• [EXERCISE BRIEF] Copy the records from the start through the line with "column 875, row 86", swapping "Target" for "Object" and leaving the rest untouched.

───── RECORDED INFORMATION

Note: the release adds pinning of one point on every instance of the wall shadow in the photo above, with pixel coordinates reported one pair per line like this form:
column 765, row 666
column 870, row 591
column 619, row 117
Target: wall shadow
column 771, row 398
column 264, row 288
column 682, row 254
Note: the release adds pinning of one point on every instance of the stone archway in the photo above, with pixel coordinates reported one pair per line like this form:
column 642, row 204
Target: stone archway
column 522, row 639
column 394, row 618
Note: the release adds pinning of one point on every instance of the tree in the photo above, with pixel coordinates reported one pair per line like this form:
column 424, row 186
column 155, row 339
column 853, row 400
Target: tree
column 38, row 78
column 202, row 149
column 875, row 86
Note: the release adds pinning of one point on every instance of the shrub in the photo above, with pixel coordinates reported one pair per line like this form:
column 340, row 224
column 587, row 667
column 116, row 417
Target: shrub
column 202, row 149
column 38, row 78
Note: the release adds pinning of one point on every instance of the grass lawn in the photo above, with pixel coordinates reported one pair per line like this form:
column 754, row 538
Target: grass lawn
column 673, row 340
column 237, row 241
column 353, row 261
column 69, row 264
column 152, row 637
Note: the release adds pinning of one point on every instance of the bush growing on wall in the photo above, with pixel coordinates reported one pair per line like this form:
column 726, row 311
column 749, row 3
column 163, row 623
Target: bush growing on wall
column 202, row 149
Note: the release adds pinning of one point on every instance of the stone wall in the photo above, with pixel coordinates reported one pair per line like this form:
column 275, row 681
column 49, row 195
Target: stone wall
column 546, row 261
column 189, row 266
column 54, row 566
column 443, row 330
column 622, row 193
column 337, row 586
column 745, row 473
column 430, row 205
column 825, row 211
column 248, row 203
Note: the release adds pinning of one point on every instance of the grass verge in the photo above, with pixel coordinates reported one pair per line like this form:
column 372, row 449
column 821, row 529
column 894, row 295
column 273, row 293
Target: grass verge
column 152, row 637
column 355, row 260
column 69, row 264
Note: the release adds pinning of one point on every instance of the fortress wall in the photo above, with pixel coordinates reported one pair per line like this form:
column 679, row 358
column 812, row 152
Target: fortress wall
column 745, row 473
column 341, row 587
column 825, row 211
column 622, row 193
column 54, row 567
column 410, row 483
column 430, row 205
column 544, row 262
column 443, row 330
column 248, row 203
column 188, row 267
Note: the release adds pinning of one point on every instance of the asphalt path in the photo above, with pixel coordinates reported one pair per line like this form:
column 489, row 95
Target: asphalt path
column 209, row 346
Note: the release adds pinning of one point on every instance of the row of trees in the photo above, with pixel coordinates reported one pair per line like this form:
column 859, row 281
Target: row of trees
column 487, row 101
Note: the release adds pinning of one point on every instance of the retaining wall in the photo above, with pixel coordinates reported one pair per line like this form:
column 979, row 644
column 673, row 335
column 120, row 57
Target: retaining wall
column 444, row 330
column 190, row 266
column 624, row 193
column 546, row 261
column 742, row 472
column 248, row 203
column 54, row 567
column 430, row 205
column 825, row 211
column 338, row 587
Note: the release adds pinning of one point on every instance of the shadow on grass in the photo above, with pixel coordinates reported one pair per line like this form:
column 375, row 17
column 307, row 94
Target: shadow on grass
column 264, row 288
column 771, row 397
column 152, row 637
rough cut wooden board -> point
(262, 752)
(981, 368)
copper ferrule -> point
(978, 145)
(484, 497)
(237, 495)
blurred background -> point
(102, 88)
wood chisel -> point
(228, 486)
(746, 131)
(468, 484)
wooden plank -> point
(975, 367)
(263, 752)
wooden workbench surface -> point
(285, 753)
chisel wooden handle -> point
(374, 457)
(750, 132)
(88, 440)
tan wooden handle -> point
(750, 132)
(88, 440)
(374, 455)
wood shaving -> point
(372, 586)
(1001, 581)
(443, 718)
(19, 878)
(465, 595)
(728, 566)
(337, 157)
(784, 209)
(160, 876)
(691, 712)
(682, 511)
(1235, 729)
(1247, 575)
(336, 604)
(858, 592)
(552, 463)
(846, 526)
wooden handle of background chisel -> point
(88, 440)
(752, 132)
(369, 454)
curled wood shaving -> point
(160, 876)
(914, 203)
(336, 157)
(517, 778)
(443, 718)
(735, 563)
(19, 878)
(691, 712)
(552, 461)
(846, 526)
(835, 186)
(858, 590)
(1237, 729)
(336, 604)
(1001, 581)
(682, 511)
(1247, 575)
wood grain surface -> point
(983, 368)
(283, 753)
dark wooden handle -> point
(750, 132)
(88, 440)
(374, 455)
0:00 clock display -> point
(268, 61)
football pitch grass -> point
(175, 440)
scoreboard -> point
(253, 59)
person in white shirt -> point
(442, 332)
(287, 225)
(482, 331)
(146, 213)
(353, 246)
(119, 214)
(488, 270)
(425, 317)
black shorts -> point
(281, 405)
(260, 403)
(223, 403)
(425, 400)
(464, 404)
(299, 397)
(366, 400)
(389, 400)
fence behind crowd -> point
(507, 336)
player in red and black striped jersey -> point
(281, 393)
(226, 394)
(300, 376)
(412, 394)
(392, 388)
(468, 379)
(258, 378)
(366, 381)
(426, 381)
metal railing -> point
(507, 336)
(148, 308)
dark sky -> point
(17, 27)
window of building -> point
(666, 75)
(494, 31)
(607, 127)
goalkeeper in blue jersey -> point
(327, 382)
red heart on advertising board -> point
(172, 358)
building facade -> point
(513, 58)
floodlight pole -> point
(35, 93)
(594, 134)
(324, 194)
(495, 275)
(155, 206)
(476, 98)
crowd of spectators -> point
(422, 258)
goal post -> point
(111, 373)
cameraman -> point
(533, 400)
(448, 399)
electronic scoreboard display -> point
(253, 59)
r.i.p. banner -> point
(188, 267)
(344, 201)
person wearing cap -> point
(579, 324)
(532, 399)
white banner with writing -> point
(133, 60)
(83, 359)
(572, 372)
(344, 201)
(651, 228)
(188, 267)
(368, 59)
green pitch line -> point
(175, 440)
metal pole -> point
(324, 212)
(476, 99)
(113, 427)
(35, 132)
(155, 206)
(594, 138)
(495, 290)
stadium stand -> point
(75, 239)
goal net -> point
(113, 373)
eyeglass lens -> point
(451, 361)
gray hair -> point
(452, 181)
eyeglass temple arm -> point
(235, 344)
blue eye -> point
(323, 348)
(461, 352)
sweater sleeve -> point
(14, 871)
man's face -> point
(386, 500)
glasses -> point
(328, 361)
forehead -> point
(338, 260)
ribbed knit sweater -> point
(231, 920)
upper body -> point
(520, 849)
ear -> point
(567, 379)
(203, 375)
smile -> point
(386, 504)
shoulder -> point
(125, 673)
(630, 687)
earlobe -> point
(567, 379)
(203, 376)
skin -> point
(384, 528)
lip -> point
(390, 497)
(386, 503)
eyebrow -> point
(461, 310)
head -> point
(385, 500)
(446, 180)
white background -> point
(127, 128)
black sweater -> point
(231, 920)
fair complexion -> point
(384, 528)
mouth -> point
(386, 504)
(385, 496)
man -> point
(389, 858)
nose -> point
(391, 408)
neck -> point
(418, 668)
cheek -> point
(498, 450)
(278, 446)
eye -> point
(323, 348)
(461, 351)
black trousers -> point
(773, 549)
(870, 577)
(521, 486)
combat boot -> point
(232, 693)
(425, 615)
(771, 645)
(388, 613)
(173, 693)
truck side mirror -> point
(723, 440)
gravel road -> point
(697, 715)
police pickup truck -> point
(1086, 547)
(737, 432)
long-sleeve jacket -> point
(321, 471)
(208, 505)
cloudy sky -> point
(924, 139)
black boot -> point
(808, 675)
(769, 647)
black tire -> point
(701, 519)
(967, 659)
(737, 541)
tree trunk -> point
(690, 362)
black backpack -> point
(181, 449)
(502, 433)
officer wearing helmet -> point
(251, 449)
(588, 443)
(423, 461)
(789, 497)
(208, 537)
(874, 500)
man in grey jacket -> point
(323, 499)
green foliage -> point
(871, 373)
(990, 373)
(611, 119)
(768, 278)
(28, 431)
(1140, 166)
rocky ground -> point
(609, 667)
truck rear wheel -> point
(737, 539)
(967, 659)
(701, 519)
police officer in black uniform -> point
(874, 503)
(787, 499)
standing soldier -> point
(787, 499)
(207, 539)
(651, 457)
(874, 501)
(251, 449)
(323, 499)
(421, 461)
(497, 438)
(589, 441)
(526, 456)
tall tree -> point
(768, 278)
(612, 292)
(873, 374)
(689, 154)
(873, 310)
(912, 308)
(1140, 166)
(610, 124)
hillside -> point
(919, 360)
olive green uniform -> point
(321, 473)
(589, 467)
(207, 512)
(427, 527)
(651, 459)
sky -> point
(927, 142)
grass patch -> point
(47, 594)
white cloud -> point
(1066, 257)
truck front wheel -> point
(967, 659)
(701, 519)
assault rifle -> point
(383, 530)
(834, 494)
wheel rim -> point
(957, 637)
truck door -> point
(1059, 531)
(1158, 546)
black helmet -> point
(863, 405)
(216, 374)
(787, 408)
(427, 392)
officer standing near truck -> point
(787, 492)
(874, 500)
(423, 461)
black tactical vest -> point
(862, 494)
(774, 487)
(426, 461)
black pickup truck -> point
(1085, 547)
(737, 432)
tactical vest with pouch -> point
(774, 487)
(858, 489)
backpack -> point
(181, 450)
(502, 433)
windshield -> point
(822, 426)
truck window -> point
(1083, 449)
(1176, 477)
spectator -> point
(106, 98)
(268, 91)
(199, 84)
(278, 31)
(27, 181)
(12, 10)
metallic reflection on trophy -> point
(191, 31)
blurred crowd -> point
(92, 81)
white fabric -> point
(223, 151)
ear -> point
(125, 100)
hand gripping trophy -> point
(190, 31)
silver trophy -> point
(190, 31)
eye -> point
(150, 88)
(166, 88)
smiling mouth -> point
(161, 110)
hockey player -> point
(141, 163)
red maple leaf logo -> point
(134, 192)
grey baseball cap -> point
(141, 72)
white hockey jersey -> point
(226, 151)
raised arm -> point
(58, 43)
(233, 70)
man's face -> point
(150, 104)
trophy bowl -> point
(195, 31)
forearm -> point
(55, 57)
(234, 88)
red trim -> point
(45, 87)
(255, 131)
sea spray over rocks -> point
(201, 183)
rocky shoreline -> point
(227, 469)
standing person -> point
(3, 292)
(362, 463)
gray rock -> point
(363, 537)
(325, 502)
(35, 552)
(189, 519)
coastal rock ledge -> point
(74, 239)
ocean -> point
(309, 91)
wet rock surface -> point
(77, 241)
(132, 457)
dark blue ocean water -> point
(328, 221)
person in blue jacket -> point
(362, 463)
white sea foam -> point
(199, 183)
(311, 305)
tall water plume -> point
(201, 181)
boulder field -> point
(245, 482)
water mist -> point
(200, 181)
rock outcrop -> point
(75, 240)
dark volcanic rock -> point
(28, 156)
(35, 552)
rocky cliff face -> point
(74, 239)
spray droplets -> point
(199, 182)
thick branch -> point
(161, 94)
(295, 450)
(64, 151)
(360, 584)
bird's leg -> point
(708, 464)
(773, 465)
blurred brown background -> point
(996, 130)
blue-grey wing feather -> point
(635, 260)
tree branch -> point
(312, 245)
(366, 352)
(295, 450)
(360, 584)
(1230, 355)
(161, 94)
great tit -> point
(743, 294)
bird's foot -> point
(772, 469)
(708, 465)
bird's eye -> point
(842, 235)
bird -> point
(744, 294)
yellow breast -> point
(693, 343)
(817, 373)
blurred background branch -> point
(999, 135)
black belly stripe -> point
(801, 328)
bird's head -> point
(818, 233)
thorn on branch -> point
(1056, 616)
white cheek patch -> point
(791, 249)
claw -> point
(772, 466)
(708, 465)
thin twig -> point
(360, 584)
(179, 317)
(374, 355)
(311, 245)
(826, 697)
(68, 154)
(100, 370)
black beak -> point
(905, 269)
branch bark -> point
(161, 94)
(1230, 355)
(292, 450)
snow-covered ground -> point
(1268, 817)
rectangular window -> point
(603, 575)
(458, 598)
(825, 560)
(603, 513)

──────────

• [SOLUTION TO THE EXERCISE]
Note: the release adds pinning of one point on every instance of the wall shadow in the photo above, with pixel coordinates reported one pair per line like this form:
column 765, row 666
column 870, row 591
column 619, row 117
Object: wall shadow
column 771, row 398
column 264, row 288
column 682, row 254
Note: the release adds pinning of one point on every instance of the stone archway in the photo above, with pixel coordinates reported one pair per line like this form:
column 642, row 204
Object: stone archway
column 522, row 639
column 394, row 618
Note: the release adds pinning of one point on every instance of the tree in the photo above, with pixel coordinates reported one pair per line like this form:
column 424, row 186
column 155, row 339
column 853, row 400
Object: tree
column 38, row 78
column 202, row 149
column 875, row 86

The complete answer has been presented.